## EXCERPTED PASSAGE
Skip to content

Feature: Daemon Mode for Incremental File Watching and Automatic Reindexing #22

@marco0560

Description

@marco0560

Feature: Daemon Mode for Incremental File Watching and Automatic Reindexing

Status

Summary

Introduce an optional daemon mode for Codira that:

  • monitors repository files for changes
  • performs incremental reindexing automatically
  • optionally updates embeddings (if vector backend is enabled)

This mode is intended as a developer productivity feature, not part of the deterministic core.

Motivation

Current workflow:

edit files → manually run `codira index`

This introduces friction:

  • stale indexes between edits
  • repeated manual commands
  • suboptimal feedback loop

Daemon mode enables:

edit files → automatic reindex → immediate query freshness

Key Principle

Daemon mode MUST NOT compromise Codira’s deterministic guarantees.

Scope

Included

  • filesystem monitoring (watch mode)
  • incremental indexing on change
  • batching / debouncing
  • optional embedding updates
  • status inspection

Excluded

  • mandatory background operation
  • replacing explicit indexing
  • introducing heuristic behavior

Architectural Position

Mode A — CLI (authoritative)
    codira index
    codira ctx

Mode B — Daemon (optional)
    codira daemon

Hard Constraints

C1 — Optionality

Codira MUST function fully without daemon mode.

## REQUEST A
Write out the listing below line for line, with nothing changed.

## GIVEN DATA
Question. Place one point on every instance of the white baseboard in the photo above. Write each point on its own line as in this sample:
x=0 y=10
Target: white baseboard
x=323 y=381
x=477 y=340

## REQUEST B
According to the daemon mode feature proposal above, why is daemon mode being introduced? Answer in one to three sentences.

## TASK RESULT A
Question. Place one point on every instance of the white baseboard in the photo above. Write each point on its own line as in this sample:
x=0 y=10
Target: white baseboard
x=323 y=381
x=477 y=340

## TASK RESULT B
In the current workflow, every file edit has to be followed by a manual `codira index` run. That leaves indexes stale between edits, requires repeated manual commands, and gives a suboptimal feedback loop. Daemon mode reindexes automatically after edits, so queries stay fresh right away.